=== The task ===
Please write out again, in full, only the lines between the line holding "Annotation guideline. For every instance of the stone" and the line holding "210), (132, 160)]", inclusive. Multiply every x and y coordinate in them by 2.05 and round each result to a whole number, with halves rounded up.

**** Material for the task ****

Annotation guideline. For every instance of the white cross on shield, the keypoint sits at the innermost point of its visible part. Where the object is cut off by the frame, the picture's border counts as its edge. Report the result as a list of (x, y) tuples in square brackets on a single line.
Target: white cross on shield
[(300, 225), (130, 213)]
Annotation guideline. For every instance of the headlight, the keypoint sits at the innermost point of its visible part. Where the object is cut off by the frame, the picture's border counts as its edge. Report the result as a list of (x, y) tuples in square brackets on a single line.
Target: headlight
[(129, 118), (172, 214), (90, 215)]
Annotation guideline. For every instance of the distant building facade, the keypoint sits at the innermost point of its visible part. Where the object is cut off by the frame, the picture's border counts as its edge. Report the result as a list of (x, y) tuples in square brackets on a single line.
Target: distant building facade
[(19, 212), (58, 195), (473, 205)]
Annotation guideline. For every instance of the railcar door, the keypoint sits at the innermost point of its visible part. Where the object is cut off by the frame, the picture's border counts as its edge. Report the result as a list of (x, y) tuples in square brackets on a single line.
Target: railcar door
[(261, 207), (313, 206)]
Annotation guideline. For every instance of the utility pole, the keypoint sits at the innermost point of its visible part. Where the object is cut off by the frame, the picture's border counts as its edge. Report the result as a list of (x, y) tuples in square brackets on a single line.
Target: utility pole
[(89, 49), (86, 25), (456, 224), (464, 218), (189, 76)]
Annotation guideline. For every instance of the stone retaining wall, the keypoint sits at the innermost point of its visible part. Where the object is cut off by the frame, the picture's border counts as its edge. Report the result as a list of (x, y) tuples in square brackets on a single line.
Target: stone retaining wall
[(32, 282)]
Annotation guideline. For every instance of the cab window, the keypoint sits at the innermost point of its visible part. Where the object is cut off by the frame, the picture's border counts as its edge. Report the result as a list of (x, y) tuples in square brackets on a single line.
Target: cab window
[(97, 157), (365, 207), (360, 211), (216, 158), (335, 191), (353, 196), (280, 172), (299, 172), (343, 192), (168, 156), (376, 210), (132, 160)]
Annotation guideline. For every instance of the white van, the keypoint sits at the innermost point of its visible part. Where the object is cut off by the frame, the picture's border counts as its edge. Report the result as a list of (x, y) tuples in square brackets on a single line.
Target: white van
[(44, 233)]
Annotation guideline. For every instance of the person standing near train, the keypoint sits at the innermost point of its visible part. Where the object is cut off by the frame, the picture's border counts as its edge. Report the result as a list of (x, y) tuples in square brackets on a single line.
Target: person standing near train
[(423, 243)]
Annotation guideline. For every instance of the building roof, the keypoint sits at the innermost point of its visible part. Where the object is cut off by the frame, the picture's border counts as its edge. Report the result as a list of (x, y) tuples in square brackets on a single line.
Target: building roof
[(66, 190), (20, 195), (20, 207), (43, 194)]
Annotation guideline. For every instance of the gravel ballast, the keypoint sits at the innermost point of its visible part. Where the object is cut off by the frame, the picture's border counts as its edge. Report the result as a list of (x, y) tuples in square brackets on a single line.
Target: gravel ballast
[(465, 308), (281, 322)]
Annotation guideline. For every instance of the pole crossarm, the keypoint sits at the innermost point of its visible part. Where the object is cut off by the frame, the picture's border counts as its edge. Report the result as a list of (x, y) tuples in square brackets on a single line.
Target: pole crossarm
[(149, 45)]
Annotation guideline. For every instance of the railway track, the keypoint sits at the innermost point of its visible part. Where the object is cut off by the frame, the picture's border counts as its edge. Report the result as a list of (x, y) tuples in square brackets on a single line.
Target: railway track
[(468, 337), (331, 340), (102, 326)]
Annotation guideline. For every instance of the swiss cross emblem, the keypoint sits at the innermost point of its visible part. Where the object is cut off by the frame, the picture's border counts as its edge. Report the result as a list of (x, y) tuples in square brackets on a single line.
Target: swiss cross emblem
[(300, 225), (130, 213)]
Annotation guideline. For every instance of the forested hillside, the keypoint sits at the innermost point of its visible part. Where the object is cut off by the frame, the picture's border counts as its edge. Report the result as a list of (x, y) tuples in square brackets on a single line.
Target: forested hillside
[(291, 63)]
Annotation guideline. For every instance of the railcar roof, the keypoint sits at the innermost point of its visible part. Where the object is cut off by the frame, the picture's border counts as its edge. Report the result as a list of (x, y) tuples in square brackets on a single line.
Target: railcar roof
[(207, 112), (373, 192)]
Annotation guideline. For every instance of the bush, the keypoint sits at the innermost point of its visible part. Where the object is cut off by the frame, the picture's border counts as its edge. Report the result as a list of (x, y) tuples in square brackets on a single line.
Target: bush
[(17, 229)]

****

=== Answer to the task ===
Annotation guideline. For every instance of the stone retaining wall, the keypoint sits at the innermost point of its visible part. Where the object is cut off by the frame, the picture's border counts as its edge. Report the result as a list of (x, y) tuples in square brackets on a single line.
Target: stone retaining wall
[(66, 578)]
Annotation guideline. For every instance of the cab window, the keypoint sits at the innermost point of its visible part. Where the object is cut off by the frame, the picture's border counts as its edge. Report the result as a list of (x, y) tuples in square brackets on a single line.
Target: cab window
[(199, 322), (748, 424), (738, 433), (443, 324), (687, 392), (724, 402), (574, 353), (613, 353), (703, 394), (344, 320), (771, 431), (271, 328)]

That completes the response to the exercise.